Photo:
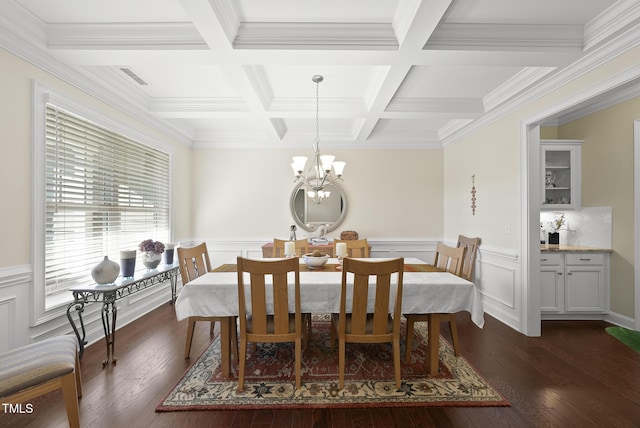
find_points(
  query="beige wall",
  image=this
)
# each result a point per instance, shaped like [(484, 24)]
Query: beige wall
[(493, 157), (15, 122), (607, 180), (493, 154), (244, 194)]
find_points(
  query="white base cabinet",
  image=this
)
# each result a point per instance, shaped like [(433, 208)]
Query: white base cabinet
[(574, 285)]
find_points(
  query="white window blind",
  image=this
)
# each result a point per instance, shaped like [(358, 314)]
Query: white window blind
[(104, 193)]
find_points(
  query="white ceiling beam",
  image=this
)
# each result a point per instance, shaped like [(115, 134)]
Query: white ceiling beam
[(419, 27), (143, 36), (315, 35), (214, 26), (502, 37)]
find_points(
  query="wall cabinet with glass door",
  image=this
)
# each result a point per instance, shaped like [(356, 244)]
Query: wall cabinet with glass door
[(561, 174)]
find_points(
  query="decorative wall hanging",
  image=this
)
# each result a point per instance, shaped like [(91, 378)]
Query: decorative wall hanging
[(473, 194)]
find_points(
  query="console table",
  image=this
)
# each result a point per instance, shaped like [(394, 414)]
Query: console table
[(109, 294)]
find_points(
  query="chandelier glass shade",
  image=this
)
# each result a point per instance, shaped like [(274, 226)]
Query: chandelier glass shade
[(324, 170)]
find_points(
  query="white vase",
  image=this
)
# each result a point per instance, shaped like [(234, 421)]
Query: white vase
[(151, 259), (105, 272)]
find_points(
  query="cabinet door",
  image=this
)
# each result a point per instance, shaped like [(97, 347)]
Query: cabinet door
[(552, 290), (584, 289), (551, 283), (561, 178)]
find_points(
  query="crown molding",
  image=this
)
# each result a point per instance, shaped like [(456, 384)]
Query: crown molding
[(598, 57), (506, 36), (595, 106), (524, 79), (620, 16), (312, 35), (169, 35), (30, 47)]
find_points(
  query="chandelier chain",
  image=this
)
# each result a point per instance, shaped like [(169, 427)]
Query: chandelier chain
[(317, 115)]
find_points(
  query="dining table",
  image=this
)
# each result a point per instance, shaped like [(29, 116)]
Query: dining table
[(425, 290)]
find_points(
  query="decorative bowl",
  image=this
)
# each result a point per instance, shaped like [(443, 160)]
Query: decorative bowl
[(315, 262)]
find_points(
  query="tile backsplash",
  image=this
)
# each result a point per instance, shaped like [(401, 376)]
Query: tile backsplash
[(589, 227)]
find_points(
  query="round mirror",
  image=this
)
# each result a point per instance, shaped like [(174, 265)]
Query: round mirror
[(310, 215)]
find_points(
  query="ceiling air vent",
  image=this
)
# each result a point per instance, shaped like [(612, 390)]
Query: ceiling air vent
[(133, 75)]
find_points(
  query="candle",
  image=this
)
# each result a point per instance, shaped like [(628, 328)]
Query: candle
[(289, 248)]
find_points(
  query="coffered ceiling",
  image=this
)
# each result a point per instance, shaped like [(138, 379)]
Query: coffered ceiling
[(237, 73)]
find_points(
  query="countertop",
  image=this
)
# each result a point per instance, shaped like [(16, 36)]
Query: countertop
[(573, 249)]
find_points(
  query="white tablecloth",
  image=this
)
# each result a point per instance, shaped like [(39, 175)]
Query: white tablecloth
[(216, 294)]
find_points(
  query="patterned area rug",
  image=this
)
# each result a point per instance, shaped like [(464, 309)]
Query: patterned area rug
[(270, 378)]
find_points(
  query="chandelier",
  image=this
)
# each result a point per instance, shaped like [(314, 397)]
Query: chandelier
[(323, 172)]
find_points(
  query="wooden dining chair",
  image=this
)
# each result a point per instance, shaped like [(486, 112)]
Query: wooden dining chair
[(194, 261), (358, 248), (256, 323), (471, 245), (302, 247), (364, 324), (449, 259)]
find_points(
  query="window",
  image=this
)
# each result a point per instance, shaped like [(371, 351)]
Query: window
[(102, 192)]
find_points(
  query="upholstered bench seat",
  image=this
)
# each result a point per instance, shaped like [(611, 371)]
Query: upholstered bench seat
[(41, 367)]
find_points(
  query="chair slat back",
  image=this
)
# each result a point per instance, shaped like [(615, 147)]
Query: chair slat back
[(363, 321), (358, 248), (302, 247), (262, 290), (471, 245), (194, 261), (449, 259)]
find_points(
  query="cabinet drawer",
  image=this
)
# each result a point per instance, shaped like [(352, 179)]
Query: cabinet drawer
[(551, 259), (584, 259)]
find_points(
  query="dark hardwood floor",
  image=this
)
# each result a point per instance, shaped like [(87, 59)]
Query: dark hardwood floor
[(575, 375)]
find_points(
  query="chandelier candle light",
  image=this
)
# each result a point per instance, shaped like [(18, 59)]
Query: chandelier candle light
[(324, 172)]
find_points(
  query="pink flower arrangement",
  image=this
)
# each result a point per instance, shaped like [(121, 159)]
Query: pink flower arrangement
[(152, 246)]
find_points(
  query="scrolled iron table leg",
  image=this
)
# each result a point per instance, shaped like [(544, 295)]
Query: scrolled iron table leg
[(174, 287), (109, 313), (78, 304)]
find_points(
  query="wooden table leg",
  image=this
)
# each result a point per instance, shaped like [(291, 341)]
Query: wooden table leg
[(225, 348), (434, 343)]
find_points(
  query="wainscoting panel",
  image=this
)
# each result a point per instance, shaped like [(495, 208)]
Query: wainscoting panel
[(497, 275), (7, 317)]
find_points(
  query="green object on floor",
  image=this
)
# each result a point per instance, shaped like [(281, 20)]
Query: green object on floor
[(631, 338)]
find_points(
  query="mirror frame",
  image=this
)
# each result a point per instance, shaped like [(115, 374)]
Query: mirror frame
[(330, 227)]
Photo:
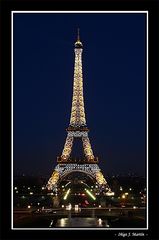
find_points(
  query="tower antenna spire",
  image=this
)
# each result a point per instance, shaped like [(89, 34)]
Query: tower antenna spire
[(78, 35)]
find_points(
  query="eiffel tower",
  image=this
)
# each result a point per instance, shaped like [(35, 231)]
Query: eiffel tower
[(78, 129)]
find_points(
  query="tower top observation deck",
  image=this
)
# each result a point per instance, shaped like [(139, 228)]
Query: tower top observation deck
[(78, 43)]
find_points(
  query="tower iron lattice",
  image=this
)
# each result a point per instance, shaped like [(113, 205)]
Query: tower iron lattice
[(78, 129)]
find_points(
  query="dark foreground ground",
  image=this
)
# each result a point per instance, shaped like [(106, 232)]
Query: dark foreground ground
[(106, 219)]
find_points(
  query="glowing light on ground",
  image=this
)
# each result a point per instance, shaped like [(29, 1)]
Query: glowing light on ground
[(67, 193)]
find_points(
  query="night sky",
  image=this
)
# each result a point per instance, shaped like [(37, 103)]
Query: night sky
[(114, 77)]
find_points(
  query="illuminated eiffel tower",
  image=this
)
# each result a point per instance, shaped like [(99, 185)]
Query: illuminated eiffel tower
[(78, 129)]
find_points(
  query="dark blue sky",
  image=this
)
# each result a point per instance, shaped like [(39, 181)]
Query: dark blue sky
[(114, 88)]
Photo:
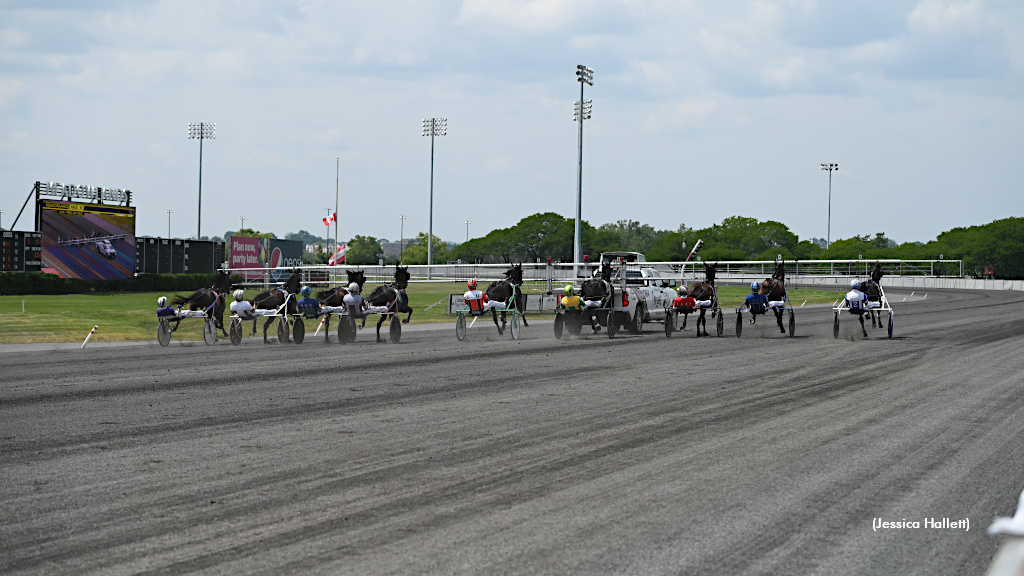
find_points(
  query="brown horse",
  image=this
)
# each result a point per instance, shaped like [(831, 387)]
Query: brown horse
[(774, 288), (335, 297), (274, 297), (704, 291), (202, 298)]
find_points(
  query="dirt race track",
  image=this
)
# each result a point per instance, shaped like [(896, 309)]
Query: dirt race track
[(640, 455)]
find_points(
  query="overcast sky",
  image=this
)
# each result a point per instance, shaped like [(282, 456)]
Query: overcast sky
[(701, 110)]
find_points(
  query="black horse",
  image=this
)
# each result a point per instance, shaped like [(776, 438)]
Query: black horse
[(597, 288), (274, 297), (335, 297), (391, 293), (704, 291), (202, 298), (503, 290), (871, 289), (774, 288)]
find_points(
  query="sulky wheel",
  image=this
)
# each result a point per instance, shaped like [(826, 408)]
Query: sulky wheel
[(210, 332), (236, 331), (394, 330), (460, 327), (164, 332)]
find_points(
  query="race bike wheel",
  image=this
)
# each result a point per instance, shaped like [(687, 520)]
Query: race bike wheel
[(460, 327), (283, 330), (394, 330), (164, 332), (210, 331), (236, 331)]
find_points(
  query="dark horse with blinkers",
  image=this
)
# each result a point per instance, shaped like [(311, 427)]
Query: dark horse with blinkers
[(335, 297), (391, 294), (502, 290), (202, 298), (774, 288), (274, 297)]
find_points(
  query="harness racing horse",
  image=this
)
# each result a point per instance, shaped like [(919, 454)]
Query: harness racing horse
[(335, 297), (774, 288), (273, 298), (202, 298), (597, 288), (871, 289), (391, 293), (704, 291), (502, 290)]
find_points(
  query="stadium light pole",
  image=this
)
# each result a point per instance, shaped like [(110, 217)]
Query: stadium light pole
[(401, 241), (585, 75), (201, 131), (432, 127), (830, 168)]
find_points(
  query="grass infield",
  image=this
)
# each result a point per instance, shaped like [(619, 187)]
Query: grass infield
[(131, 316)]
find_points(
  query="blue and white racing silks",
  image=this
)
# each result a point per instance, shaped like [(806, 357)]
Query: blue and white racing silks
[(856, 299)]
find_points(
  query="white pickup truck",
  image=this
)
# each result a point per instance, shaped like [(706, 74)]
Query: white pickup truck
[(640, 292)]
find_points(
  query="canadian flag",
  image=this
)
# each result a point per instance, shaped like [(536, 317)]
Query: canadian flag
[(339, 256)]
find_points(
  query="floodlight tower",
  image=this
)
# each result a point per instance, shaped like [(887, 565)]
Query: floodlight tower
[(432, 127), (830, 168), (582, 111), (201, 131)]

__________

[Exercise directions] Please copy the material from its first line through the line containing "[(324, 170)]", swapping "console table" for "side table" and changing nothing else. Leave the pictures out of your answer.

[Solution for this exercise]
Photo:
find_points(
  query="beige wall",
  image=this
)
# each result a point per instance, shaped like [(484, 24)]
Query: beige wall
[(493, 157), (15, 122), (607, 180), (493, 154), (244, 194)]
find_points(
  query="white base cabinet",
  image=this
)
# each result a point per instance, shaped like [(433, 208)]
Query: white base cabinet
[(574, 285)]
find_points(
  query="white window blind",
  image=this
)
# each result a point per instance, shaped like [(358, 314)]
Query: white window blind
[(104, 193)]
find_points(
  query="white ceiling beam",
  image=this
)
# each result a point per instance, shaped like [(115, 134)]
Query: white ceiling beam
[(419, 27), (143, 36), (315, 35), (214, 26), (502, 37)]
find_points(
  query="wall cabinet with glass door",
  image=this
)
# each result a point per instance, shaped like [(356, 244)]
Query: wall cabinet with glass door
[(561, 174)]
find_points(
  query="decorative wall hanging",
  image=this
)
# each result a point per instance, shaped like [(91, 378)]
Query: decorative wall hanging
[(473, 194)]
find_points(
  query="side table",
  image=this
)
# each result a point per instance, shaped like [(394, 414)]
Query: side table
[(109, 294)]
find_points(
  query="chandelier glass shade",
  image=this
)
# each result a point per instance, shaped like [(274, 226)]
Query: chandelier glass shade
[(324, 170)]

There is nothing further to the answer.